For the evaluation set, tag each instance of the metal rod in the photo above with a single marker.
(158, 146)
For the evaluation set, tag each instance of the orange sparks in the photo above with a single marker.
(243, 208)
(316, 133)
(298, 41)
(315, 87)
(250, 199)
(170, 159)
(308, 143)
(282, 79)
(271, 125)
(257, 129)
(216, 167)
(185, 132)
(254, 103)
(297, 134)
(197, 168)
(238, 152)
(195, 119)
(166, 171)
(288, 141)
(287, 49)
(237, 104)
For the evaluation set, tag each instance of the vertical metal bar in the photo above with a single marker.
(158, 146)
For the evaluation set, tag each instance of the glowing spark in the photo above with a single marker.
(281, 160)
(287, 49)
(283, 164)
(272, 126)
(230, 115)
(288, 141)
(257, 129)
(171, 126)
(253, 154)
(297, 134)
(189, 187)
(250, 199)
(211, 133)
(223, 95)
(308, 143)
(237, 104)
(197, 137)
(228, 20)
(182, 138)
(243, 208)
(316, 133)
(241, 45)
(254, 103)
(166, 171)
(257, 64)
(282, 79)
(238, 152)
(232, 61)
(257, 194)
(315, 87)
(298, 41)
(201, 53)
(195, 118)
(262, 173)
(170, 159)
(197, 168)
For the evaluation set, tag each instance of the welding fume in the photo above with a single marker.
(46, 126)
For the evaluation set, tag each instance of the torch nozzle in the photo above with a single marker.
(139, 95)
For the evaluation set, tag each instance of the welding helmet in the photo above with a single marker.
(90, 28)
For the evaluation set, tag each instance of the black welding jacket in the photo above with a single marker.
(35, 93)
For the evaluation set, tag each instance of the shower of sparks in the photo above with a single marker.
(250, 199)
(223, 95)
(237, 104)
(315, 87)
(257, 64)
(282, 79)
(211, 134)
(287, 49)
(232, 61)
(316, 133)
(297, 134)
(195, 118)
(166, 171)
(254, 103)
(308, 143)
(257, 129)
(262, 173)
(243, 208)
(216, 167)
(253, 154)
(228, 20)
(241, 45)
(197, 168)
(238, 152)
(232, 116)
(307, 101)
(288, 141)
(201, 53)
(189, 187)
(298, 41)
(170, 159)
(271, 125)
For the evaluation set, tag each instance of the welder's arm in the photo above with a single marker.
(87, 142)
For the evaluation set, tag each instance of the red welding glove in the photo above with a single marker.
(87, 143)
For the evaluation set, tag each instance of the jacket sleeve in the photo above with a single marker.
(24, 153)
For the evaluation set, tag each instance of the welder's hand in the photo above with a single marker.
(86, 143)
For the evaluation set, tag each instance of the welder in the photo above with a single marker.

· · ·

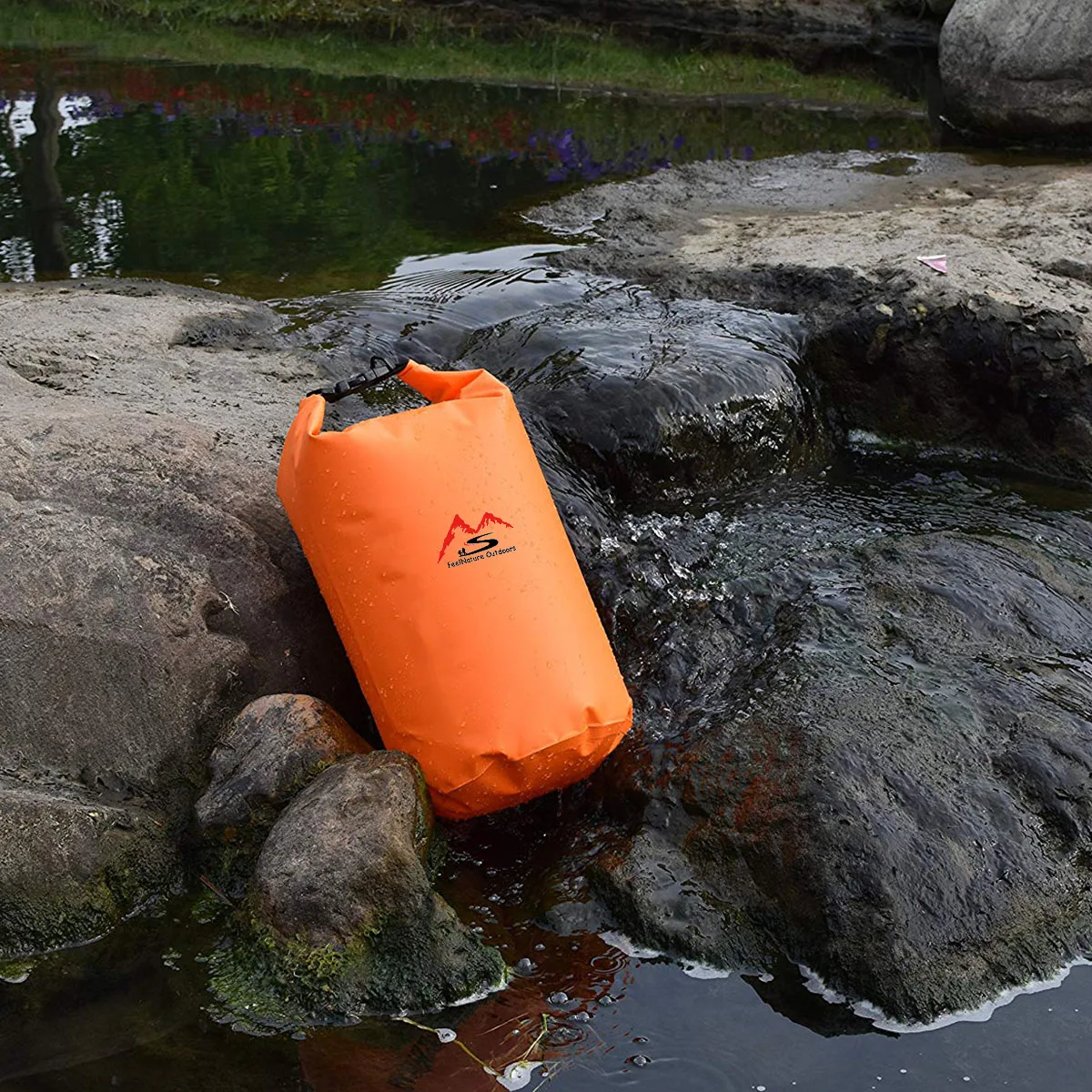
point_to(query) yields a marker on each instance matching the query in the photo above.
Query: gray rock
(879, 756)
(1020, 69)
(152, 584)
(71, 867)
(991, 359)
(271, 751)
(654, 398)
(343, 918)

· · ·

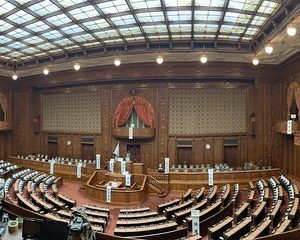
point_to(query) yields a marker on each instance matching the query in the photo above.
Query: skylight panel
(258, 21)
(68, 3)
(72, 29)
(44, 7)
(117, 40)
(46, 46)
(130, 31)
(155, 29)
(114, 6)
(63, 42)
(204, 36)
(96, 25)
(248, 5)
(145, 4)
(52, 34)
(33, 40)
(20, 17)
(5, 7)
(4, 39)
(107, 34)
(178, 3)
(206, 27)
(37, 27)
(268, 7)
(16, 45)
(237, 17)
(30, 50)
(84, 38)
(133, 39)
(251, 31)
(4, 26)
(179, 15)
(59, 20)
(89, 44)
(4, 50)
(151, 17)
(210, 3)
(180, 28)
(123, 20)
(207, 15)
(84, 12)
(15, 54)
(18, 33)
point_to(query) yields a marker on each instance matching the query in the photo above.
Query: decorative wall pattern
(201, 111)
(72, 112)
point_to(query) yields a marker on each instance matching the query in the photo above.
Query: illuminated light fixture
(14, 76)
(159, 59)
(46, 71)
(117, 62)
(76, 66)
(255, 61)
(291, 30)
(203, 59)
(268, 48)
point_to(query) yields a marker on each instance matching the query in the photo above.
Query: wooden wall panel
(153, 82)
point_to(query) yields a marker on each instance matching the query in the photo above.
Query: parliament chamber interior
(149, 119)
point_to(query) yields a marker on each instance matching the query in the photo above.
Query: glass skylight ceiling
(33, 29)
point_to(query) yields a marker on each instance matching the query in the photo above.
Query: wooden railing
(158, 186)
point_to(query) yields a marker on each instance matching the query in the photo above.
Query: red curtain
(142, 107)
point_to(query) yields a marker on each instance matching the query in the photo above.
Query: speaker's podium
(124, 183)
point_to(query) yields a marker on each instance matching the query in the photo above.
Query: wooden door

· · ·

▶ What you need to do
Please pick out every line in the material above that contains the string "sparks" and copy each one in full. Case counts.

▶ Solution
For the evaluation set, tag each instance of the orange sparks in the photo above with a single marker.
For the evaluation set, tag each instance of the shower of sparks in the photo above with a single marker.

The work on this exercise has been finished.